Hello dear all i am new using this forum.

i have a question look, i have a project on which we are using several classes, therefore also several "Matrices", those matrices are composed using a vectors of vectors. Then, we perform several arithmetic operation like inverse multiplication and some additions. Hence, we decided to use Eigen library for such calculations, and in here is were the question appears (let tell you that by now everything works quite nice)

We are planning to keep doing some many more calculations because the project will grow, in other words we are going to generate some more classes that also require matrix operations.

Is the <vector> library the most suitable for such cases, for the generation of Matrices?. (BTW the size of the matrices are quite big some times goes from 10000 X 10000 up to 100000). if your answer is yes to keep using vectors, then my next question arises.

Do we have to generate a template class for the vector of vectors operations? or do we have to change to Eigen (sometimes eigen does not give zero values and gives small values close to zero). I've searched in the web and there are some guys that already tried to generate the matrix "solver" but they have huge problems with the efficiency and optimization. i know that we are far from perfect and in the it can be improved, but i am looking for your opinion experts.

However, if you say that we have to generate our own code can you address me through the right path, just give some ideas or things to read.

Thanks in advance.

I am not sure if you have to reinvent the wheel.
Have a look at the blaze library - it might have what you need.
https://bitbucket.org/blaze-lib/blaze/src/master/
https://www.youtube.com/watch?v=w-Y22KrMgFE

(BTW the size of the matrices are quite big some times goes from 10000 X 10000 up to 100000)

You don't say what the applications of your matrices are, but there are very few where matrices of that size wouldn't be sparse (have only a limited number of non-zero elements). These tend to have specialist techniques for inversion.

You probably need access to sparse-matrix systems. Unless you have special types of matrix (e.g. tridiagonal or pentadiagonal for structured meshes) you would probably be better off sticking with Eigen.

> Is the <vector> library the most suitable for such cases, for the generation of Matrices?.

Continue using Eigen. Eigen's SparseMatrix if it is sparse: https://eigen.tuxfamily.org/dox/group__SparseQuickRefPage.html

Have you considered using MKL?

Provided material:
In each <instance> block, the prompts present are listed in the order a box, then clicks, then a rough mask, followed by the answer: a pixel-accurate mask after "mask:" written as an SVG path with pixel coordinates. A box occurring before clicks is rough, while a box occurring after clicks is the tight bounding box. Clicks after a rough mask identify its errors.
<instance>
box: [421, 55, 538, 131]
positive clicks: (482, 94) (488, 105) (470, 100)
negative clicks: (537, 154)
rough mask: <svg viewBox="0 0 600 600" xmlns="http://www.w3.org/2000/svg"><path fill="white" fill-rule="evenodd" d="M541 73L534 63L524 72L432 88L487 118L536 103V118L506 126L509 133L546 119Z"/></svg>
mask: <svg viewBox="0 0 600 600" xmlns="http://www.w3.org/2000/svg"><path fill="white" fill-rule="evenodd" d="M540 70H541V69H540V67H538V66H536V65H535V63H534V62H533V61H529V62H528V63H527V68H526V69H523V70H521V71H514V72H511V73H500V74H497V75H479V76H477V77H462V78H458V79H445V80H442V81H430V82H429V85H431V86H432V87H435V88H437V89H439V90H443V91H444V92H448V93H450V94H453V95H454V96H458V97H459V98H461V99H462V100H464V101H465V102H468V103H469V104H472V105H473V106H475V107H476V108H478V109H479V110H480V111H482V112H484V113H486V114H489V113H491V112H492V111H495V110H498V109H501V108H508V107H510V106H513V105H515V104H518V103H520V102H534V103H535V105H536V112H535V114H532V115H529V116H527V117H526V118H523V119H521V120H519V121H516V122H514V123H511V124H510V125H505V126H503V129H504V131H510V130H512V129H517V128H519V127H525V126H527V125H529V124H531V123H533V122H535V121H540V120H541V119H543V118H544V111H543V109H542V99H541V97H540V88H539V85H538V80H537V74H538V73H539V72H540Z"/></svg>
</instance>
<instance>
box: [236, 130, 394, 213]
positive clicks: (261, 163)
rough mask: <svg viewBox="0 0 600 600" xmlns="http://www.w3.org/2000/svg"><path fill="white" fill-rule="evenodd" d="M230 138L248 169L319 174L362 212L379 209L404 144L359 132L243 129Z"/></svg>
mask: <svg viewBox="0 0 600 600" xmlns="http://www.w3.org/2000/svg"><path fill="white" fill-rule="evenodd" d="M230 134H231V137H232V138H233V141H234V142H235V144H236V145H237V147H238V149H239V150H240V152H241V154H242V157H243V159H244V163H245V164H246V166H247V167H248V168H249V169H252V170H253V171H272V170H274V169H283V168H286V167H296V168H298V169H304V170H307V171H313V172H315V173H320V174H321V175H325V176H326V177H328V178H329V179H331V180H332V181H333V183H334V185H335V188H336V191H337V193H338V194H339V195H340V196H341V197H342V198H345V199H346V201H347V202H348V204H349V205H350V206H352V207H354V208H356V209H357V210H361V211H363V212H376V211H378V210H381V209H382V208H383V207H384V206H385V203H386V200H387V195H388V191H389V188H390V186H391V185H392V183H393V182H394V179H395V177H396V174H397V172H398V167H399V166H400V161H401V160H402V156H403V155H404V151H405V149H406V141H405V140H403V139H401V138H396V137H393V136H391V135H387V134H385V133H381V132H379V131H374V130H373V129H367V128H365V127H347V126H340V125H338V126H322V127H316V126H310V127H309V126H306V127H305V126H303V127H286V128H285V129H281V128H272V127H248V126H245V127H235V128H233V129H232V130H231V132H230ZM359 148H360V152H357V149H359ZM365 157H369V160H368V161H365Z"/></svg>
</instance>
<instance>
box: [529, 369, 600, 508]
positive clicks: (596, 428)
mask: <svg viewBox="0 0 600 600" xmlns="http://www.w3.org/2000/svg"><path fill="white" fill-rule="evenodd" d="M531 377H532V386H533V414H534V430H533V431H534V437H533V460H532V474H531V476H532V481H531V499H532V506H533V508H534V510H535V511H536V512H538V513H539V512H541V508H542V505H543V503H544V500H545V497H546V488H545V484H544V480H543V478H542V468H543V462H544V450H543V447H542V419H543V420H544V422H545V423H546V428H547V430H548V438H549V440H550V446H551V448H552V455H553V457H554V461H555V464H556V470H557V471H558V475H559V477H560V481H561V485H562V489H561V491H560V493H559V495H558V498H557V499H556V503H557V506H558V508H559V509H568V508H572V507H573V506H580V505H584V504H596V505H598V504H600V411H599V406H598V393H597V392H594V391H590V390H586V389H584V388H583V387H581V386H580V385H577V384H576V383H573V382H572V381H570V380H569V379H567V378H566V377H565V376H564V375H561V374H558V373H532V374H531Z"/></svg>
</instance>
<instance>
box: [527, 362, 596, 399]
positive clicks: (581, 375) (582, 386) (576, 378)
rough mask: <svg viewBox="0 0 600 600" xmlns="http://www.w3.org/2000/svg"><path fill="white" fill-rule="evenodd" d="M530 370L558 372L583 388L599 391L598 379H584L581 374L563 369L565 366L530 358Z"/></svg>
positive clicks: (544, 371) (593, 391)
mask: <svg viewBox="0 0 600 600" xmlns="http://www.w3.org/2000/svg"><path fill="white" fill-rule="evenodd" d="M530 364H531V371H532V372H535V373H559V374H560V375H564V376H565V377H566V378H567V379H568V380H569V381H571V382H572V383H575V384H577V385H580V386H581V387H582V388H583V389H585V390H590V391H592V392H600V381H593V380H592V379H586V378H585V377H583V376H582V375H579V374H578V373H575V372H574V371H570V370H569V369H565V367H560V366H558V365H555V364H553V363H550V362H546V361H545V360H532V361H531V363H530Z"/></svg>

Exercises:
A: Copy the passage of the matrix-library thread starting at "i have a question" and ending at "works quite nice)".
B: Output the records, starting at their first line and ending at the line that contains "73L534 63L524 72L432", as a Markdown table with the columns Row and Line. Omit blank lines.
The records are unrelated to the thread about matrix libraries.

Task results:
A:
i have a question look, i have a project on which we are using several classes, therefore also several "Matrices", those matrices are composed using a vectors of vectors. Then, we perform several arithmetic operation like inverse multiplication and some additions. Hence, we decided to use Eigen library for such calculations, and in here is were the question appears (let tell you that by now everything works quite nice)

B:
| Row | Line |
|---|---|
| 1 | In each <instance> block, the prompts present are listed in the order a box, then clicks, then a rough mask, followed by the answer: a pixel-accurate mask after "mask:" written as an SVG path with pixel coordinates. A box occurring before clicks is rough, while a box occurring after clicks is the tight bounding box. Clicks after a rough mask identify its errors. |
| 2 | <instance> |
| 3 | box: [421, 55, 538, 131] |
| 4 | positive clicks: (482, 94) (488, 105) (470, 100) |
| 5 | negative clicks: (537, 154) |
| 6 | rough mask: <svg viewBox="0 0 600 600" xmlns="http://www.w3.org/2000/svg"><path fill="white" fill-rule="evenodd" d="M541 73L534 63L524 72L432 88L487 118L536 103V118L506 126L509 133L546 119Z"/></svg> |